Source extract.
-=-=-
# Cleaning The Fiberglass



## twincam (Jan 11, 2010)

our new Outback 230rs will be arriving soon and I need to go get some supplies. does anyone have some suggestions on cleaners for the exterior, since it is being delivered by Lakeshore rv and its obviously winter i want to be ready to clean the outside as soon as it arrives. any suggestions will be appreciated, plus maybe the best place to buy the needed items, TC


----------



## bbwb (Apr 4, 2008)

I found when I waxed the camper with Turtle Wax Ice product (after washing with a quality auto car wash soap), It would take the remaining black streaks and cleaned the balance up nicely.

bbwb


----------



## outback loft (Sep 22, 2008)

I have used a product called ReJex. It is something I get from the airport where I store the trailer. I waxed the whole trailer with it over a year ago, and about 25 washes ago, and the water still beads off, any black streaks I get just wipe off with a dry towel, and bird droppings and insects on the front cap just hose off. It was expensive, but for a bottle that will get me two coatings, and one has lasted over a year; it was well worth it.


----------



## Nathan (Jan 2, 2007)
-=-=-
Given material.

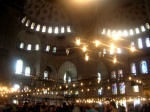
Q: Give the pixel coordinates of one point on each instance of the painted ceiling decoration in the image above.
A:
(47, 17)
-=-=-
Task description. In the forum thread on cleaning fiberglass, why does the poster who uses ReJex consider the product worth its expense? Answer in one to three sentences.

Solved exercise. A single bottle provides two coatings, and one coating has lasted over a year. After about 25 washes, water still beads off, black streaks wipe off with a dry towel, and bird droppings and insects on the front cap hose off.